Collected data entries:
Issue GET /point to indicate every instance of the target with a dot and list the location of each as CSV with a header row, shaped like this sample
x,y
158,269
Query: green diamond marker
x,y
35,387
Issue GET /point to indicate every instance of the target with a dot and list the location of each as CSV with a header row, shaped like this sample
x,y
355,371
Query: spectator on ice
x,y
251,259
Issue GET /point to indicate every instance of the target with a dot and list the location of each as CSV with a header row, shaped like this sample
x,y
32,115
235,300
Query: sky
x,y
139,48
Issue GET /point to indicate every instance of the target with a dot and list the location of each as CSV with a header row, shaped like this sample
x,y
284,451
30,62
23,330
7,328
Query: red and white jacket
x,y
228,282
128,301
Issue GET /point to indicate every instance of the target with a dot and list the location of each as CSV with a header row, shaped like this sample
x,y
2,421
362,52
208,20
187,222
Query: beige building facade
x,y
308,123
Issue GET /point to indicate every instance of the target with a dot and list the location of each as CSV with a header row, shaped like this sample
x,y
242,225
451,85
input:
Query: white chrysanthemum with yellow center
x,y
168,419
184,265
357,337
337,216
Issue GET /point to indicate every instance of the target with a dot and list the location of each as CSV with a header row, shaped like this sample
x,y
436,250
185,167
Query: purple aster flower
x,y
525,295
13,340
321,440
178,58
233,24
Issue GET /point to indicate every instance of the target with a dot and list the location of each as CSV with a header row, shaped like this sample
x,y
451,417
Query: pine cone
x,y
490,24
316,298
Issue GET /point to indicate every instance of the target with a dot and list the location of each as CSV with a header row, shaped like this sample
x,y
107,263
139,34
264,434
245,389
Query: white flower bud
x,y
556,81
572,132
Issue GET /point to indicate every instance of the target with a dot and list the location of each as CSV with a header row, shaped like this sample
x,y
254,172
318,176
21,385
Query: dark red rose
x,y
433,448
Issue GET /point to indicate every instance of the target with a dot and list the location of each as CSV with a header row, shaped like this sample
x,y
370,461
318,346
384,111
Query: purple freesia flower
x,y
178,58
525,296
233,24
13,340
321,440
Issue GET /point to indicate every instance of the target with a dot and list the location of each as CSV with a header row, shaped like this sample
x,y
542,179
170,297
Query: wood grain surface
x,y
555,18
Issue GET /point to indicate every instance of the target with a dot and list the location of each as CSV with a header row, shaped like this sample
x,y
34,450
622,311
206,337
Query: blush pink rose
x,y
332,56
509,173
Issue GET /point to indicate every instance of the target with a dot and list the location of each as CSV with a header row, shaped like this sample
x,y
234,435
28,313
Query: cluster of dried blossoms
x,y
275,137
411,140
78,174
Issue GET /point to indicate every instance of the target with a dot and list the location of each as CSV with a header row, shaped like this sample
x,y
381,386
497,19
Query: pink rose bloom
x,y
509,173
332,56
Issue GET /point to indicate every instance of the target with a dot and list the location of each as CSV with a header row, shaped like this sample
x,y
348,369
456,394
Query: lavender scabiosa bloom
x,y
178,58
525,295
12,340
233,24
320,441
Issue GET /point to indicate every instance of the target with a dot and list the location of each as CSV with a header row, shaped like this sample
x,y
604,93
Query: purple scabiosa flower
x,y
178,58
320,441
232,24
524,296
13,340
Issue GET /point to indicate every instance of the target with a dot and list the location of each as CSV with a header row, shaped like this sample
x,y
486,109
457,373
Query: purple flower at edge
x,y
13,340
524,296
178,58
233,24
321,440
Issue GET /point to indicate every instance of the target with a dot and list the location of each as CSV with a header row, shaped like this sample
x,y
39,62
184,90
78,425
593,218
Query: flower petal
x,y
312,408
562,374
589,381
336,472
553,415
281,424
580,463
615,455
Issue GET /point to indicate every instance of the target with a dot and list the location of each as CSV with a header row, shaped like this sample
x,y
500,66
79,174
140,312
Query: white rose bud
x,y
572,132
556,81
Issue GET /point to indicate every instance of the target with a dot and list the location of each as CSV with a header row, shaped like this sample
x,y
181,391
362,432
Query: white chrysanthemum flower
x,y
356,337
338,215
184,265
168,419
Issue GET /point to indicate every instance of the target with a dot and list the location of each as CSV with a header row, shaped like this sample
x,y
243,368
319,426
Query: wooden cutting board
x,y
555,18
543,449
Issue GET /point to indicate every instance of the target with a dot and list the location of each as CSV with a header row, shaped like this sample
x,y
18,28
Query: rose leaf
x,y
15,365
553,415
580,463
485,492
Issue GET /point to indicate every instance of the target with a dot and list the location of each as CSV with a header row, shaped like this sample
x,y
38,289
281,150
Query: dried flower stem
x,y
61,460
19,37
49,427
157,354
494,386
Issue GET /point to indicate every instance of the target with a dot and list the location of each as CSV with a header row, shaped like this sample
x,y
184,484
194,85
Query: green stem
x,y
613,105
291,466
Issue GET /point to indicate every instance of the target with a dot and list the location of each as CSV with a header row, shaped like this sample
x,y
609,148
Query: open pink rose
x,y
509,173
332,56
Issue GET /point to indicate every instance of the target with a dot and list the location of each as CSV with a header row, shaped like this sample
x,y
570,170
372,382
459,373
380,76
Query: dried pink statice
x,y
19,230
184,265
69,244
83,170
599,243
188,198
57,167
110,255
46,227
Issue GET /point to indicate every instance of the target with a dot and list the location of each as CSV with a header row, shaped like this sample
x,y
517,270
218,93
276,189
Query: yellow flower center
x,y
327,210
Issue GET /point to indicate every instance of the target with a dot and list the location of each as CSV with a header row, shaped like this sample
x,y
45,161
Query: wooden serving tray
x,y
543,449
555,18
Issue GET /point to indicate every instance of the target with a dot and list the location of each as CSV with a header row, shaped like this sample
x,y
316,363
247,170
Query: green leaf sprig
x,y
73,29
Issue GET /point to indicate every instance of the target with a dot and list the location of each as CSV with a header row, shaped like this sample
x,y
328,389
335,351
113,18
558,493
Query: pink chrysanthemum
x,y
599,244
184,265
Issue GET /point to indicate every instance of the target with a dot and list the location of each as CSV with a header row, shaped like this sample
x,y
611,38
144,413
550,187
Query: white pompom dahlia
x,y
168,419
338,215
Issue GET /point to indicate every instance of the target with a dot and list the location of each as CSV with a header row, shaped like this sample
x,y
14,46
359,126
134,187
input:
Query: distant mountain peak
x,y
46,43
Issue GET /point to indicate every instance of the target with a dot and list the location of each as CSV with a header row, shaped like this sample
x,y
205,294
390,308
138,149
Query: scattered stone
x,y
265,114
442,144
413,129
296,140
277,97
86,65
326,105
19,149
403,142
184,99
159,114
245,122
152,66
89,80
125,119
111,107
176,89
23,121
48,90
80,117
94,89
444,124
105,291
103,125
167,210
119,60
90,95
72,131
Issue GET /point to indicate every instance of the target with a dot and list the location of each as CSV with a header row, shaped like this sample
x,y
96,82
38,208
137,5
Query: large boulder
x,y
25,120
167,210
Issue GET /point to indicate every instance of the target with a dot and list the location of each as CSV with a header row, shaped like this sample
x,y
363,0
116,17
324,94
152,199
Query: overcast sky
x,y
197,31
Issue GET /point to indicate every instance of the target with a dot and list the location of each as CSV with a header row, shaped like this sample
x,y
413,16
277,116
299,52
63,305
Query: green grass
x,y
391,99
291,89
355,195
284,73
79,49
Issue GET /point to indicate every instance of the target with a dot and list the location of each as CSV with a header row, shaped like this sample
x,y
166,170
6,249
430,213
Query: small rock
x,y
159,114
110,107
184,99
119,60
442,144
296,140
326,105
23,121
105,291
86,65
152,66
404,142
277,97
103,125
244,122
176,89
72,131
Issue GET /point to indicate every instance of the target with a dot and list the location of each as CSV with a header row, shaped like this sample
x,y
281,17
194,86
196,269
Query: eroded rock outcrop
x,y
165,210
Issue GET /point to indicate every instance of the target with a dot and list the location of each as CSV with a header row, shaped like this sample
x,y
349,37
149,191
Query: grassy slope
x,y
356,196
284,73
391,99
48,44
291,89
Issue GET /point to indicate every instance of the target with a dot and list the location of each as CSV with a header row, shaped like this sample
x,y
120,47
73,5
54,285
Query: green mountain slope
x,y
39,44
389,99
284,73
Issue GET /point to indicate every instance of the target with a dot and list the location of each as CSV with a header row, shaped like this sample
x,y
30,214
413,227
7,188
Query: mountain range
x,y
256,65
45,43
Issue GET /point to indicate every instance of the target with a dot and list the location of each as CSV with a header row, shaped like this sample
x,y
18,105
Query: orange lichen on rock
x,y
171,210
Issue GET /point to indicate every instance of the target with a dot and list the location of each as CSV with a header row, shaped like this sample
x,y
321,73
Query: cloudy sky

> **SHORT TASK**: Identify every line in the records above that contains the word "leaf" and copy each one.

> **EXERCISE RESPONSE**:
Query: rose leaf
Query: green leaf sprig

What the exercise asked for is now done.